Transcribe every entry below word for word, but skip the pictures.

· · · · · · ·

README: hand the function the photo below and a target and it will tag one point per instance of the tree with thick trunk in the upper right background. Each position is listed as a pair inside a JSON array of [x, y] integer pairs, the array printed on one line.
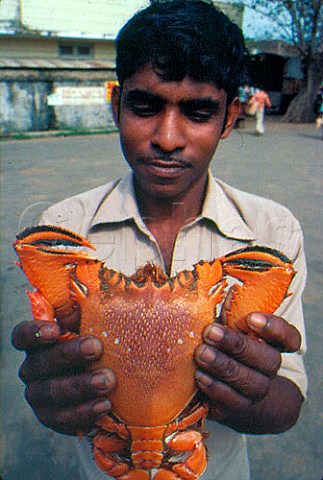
[[301, 23]]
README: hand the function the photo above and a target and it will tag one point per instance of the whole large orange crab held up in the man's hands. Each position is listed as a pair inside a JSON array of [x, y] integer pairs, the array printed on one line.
[[150, 325]]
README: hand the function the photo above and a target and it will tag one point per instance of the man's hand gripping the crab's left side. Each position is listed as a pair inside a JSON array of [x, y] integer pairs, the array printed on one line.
[[62, 394]]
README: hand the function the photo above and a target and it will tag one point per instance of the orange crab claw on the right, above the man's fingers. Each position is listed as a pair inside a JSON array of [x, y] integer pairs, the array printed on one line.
[[265, 274]]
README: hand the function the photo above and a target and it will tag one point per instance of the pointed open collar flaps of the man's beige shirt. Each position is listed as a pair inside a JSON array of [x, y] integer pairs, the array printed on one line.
[[121, 205]]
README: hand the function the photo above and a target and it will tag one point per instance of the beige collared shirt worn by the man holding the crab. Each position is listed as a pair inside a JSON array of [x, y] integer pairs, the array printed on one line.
[[231, 219]]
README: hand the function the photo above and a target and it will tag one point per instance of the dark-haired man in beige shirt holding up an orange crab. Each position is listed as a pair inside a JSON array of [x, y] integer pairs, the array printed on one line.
[[179, 66]]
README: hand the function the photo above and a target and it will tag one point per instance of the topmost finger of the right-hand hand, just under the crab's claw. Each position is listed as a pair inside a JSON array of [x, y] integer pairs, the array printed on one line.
[[276, 331]]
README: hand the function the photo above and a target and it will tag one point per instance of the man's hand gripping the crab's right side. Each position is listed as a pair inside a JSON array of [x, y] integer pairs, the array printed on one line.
[[239, 374]]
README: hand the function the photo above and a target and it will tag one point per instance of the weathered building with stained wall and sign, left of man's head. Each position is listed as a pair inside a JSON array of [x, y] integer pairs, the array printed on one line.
[[55, 73]]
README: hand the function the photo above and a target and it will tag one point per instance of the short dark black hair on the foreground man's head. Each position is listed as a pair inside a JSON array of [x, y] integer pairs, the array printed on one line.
[[184, 37]]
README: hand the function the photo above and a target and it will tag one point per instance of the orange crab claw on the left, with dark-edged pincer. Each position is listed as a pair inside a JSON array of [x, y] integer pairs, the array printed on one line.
[[47, 255]]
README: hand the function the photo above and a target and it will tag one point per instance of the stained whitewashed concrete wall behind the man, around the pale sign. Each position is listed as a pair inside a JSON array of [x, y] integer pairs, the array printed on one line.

· · · · · · ·

#### Answer below:
README: hand the function the photo below and a target and it will tag one point per instance of the tree with thick trunk in the upper right background. Each position is listed as a pair inside a JSON array of [x, y] integer pairs, the array printed on one line.
[[301, 23]]
README: hand the function the photo above and a target and it will tag one point per instance of the whole large orange crab held up in the man's hands. Each position is listed as a pair inside a JSON array of [x, y] integer pairs, the array printed on one line.
[[150, 325]]
README: hand the function the photo above and a target and it will tag one point per instance of the man's hand gripping the crab's left side. Each position is listed as a pair inside a JSON array of [x, y] integer pairs, the array printed on one line.
[[62, 394]]
README: hand the function the photo above and a target and it will tag one point per instance of the orange crab claw on the right, above the man's fingers. Each position is listed as a pair inside a JSON array of [x, y] integer pairs, the array printed on one line.
[[265, 274]]
README: hand the function the photo above and a target and it will tag one point per instance of the pointed open collar flaps of the man's beige shirt. Each position is listed as a pair inside a JSON array of [x, y] integer pairs, the array printed on one line.
[[121, 205]]
README: hand the function the photo above and a target and it will tag one point per instance of the beige collared shirt worn by the man holding the crab. Each position is listed as a pair inside a JSON array of [x, y] integer pairs, the array printed on one line.
[[231, 219]]
README: hand the function the photo above and a target and it will tag one point per instance of the dark-haired man in beige shirt holding up an orange crab. Each position is listed as a pair inside a JSON array of [x, y] integer pairs, the array printed on one line.
[[179, 66]]
README: hand the function the photo above and a target and it will tag one point per instance of the topmost finger of the right-hand hand, just under the crab's claw. Each position is listed as a pair inside a JSON array of [x, y] integer pairs, the array printed on one line.
[[276, 331]]
README: hand the function the photo above and a target and it will tag one point per instance of the man's hand gripping the crab's right side. Each position is listed as a pair inside a JSON array of [x, y] integer pairs, the array printed on one line.
[[239, 374]]
README: hand the function the photo above and a target and it will tag one point per instance of the weathered building with stained wall and sign, left of man's head. Each position is listed as a pair inside a JSON array of [x, y] integer pairs, the array printed on one line.
[[55, 73]]
README: hand the function the photo above and a target and it will tag one point per instance of the short dark black hair on the foreground man's head. Each position is listed as a pair inside a JSON array of [x, y] integer pairs, the array printed on one line.
[[184, 37]]
README: hand the function the photo above and a target and it will tag one point per instance of the orange crab claw on the left, with dark-edged pincer. Each position is listed as a pair inside a JSON array of [x, y] integer pairs, the array printed on one line.
[[47, 255]]
README: hand the function the photo above and a target and it will tag one point per instance of the stained whitewashed concrete wall behind the man, around the pale sign. Each position is listed as a pair inside a JSON array of [x, y] integer pairs, the array printed on one line.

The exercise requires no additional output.